Arbeitsanweisung = Schreib die Einträge von der Zeile mit „Put a point on the house roof, one“ bis einschließlich zum Ende der Einträge vollständig noch einmal ab. Verschieb dabei jede Punktkoordinate in den Antworten um -150, die Zahlen in den Formatmustern aber nicht.

---------- Bereitgestellte Angaben ----------

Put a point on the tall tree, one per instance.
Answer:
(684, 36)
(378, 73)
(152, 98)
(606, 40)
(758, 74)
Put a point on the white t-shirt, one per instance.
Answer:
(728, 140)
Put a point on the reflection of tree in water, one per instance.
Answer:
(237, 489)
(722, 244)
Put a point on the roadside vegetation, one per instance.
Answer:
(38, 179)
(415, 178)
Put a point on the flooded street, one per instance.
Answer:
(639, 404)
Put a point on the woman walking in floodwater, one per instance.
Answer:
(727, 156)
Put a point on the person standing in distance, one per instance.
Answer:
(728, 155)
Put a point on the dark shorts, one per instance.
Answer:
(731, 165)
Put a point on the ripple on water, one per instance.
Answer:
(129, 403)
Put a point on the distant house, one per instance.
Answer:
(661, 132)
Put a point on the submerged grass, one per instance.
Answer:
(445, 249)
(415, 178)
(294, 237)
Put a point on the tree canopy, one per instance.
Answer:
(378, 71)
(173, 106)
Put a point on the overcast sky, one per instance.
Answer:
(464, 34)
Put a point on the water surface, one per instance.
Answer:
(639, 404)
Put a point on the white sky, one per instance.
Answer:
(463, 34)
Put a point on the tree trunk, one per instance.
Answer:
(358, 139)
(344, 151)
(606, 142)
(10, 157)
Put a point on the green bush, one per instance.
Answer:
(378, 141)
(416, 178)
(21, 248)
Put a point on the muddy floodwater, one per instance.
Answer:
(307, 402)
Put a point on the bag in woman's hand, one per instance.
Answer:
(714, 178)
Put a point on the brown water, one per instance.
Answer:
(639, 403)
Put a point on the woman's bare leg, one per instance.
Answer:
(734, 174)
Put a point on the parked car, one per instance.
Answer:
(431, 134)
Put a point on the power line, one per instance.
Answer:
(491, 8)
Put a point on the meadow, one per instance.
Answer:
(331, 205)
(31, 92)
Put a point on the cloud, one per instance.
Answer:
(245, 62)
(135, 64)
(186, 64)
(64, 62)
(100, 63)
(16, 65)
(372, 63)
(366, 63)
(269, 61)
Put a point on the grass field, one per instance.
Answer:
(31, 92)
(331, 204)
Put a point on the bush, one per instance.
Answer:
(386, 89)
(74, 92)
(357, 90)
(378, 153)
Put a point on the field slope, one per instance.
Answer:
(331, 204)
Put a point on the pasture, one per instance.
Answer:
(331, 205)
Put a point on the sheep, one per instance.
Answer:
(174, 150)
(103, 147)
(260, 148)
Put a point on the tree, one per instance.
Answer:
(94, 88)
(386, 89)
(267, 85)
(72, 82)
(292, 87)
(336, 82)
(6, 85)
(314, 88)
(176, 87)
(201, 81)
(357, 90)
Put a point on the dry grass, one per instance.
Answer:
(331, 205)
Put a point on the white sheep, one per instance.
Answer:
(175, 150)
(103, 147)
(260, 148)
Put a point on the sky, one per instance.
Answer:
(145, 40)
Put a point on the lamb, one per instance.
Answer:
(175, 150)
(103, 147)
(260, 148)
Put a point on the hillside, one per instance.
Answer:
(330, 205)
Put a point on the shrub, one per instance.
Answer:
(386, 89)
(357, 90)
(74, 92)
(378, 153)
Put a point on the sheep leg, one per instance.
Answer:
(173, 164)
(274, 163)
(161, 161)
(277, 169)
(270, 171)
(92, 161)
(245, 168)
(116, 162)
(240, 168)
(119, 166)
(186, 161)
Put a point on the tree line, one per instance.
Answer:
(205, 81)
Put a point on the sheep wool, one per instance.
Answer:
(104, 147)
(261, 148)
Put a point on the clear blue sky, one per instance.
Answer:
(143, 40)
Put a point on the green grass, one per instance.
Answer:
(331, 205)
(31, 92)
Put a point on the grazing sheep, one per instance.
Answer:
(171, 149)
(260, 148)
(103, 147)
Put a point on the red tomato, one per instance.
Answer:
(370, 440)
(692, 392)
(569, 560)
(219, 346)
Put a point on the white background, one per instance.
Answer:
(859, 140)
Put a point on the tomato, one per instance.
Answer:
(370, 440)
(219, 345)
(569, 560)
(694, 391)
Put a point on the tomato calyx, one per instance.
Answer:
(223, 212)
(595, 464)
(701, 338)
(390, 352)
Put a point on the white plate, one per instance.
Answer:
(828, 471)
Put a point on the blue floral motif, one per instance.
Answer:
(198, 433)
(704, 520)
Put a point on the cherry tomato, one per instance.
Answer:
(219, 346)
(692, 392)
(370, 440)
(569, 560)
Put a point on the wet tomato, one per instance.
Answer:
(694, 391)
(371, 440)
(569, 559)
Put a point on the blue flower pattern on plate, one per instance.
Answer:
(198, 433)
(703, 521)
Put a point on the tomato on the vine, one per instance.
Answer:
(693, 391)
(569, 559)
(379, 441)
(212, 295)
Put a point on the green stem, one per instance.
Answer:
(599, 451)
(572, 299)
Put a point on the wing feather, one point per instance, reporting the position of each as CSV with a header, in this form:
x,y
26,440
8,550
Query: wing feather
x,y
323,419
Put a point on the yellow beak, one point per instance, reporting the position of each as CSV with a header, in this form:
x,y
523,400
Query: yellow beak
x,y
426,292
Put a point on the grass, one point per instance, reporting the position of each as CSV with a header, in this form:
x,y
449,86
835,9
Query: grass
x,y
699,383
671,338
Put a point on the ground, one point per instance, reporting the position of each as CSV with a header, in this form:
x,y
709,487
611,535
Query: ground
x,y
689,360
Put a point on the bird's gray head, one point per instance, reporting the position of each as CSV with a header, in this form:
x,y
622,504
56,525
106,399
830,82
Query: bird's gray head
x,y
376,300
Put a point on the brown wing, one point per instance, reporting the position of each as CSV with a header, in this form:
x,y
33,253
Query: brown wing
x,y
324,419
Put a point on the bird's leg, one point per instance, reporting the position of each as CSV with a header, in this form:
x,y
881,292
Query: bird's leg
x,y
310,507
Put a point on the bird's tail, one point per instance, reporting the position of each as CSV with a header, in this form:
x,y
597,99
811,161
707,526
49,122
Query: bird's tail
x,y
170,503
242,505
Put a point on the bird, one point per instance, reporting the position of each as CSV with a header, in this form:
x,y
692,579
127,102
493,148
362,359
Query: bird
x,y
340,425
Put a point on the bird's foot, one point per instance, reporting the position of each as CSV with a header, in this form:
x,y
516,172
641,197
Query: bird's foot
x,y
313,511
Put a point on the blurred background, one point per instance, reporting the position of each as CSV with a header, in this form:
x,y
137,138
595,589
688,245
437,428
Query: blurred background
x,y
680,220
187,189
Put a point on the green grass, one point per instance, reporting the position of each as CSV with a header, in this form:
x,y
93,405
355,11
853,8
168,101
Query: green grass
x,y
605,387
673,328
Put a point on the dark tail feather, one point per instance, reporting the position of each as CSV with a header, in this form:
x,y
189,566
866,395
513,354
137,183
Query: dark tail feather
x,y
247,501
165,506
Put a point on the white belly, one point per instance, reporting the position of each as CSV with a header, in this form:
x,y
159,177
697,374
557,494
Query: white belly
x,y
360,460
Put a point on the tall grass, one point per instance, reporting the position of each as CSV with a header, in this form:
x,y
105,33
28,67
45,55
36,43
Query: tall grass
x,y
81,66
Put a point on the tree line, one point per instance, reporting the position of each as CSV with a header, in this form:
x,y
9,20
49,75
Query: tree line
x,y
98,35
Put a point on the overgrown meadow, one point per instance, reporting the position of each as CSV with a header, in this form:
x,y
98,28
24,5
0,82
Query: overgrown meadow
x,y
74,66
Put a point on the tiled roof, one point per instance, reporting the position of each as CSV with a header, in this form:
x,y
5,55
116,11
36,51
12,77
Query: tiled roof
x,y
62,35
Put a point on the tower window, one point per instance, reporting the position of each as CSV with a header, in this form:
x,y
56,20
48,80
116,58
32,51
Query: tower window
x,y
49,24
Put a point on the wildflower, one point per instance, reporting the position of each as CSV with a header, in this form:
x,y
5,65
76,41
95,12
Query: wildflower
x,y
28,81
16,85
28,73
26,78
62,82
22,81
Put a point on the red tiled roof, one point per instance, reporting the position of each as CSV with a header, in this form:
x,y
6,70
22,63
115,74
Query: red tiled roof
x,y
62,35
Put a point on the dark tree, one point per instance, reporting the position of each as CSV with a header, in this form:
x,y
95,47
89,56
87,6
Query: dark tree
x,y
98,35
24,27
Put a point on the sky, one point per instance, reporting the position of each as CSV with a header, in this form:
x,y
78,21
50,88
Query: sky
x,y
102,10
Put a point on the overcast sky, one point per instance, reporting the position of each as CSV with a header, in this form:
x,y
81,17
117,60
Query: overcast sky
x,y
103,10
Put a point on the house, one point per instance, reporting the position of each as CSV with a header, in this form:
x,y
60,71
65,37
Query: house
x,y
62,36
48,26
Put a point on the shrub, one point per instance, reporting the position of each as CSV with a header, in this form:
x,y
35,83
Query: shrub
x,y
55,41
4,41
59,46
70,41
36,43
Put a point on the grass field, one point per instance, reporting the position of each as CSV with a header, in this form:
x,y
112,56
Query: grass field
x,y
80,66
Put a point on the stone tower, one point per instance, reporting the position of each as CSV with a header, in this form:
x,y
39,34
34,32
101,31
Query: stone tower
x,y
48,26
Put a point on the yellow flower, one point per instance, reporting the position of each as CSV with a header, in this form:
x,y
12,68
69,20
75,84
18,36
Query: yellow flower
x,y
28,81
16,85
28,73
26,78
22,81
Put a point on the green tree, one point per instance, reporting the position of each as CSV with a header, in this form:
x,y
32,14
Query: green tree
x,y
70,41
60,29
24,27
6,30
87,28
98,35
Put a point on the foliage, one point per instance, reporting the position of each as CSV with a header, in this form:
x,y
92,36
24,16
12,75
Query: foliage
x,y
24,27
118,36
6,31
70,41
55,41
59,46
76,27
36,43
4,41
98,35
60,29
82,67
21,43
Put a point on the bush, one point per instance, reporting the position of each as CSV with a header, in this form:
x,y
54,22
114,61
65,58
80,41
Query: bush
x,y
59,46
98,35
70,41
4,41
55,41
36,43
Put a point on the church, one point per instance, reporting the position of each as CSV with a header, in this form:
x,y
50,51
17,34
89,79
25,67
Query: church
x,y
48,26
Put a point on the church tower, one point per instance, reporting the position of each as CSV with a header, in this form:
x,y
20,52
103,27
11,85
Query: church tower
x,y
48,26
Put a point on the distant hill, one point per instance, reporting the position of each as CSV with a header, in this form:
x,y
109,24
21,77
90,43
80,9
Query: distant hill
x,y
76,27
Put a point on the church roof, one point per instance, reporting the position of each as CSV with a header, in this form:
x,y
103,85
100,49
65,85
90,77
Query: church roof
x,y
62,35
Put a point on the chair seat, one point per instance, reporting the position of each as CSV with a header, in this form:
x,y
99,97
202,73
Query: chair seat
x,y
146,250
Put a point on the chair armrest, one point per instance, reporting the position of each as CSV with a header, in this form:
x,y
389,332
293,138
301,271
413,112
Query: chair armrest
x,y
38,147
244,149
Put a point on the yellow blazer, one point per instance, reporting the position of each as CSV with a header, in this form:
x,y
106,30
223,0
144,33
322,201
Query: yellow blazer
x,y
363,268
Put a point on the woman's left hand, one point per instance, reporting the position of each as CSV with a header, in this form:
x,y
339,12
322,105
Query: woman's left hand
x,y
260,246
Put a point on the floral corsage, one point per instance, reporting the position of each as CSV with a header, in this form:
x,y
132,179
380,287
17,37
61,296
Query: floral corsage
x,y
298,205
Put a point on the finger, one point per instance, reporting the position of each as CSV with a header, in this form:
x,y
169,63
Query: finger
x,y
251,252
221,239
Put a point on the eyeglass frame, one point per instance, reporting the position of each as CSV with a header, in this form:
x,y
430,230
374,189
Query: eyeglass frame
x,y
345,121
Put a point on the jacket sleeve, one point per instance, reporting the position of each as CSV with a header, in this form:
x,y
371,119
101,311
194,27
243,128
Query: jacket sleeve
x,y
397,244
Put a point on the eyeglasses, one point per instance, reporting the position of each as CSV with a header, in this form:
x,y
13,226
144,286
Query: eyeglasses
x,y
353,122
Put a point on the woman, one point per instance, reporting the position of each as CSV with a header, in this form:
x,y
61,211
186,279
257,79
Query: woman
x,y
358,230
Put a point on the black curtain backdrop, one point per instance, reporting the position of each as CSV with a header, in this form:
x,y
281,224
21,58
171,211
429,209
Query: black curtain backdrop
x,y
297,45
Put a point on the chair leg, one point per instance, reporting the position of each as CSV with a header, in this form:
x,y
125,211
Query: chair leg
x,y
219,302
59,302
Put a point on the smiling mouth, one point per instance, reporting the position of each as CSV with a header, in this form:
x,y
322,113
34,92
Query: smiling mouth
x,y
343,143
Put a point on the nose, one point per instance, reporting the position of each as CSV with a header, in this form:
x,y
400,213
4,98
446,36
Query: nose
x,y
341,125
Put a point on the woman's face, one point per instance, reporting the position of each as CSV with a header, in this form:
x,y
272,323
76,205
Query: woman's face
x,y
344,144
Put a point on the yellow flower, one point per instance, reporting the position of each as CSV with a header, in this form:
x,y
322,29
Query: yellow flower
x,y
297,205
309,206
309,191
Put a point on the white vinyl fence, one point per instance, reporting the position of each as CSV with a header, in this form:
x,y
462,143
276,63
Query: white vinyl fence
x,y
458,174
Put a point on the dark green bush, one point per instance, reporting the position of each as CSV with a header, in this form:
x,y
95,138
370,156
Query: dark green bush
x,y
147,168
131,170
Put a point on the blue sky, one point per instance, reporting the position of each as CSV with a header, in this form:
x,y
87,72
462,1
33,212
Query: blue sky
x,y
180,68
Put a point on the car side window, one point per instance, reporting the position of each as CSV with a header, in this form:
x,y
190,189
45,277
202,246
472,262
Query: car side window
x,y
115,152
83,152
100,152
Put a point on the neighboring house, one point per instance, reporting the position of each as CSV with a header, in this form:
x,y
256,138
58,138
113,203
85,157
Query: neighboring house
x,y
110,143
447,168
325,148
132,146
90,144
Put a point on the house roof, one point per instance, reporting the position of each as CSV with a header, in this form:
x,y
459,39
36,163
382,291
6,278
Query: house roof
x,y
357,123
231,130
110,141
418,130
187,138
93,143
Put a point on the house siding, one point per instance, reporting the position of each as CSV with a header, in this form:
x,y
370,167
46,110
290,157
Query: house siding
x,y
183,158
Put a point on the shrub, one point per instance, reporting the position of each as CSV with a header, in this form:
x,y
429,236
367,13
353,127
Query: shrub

----------

Antwort zur Aufgabe =
Put a point on the house roof, one point per instance, reporting the position of each as CSV with a header, in this form:
x,y
459,39
36,163
382,291
6,278
Query: house roof
x,y
207,-27
81,-20
-40,-9
268,-20
37,-12
-57,-7
Put a point on the house siding, one point per instance, reporting the position of each as CSV with a header, in this form:
x,y
370,167
46,110
290,157
Query: house siding
x,y
33,8
Put a point on the shrub, one point per instance, reporting the position of each as CSV with a header, in this form:
x,y
429,236
367,13
353,127
Query: shrub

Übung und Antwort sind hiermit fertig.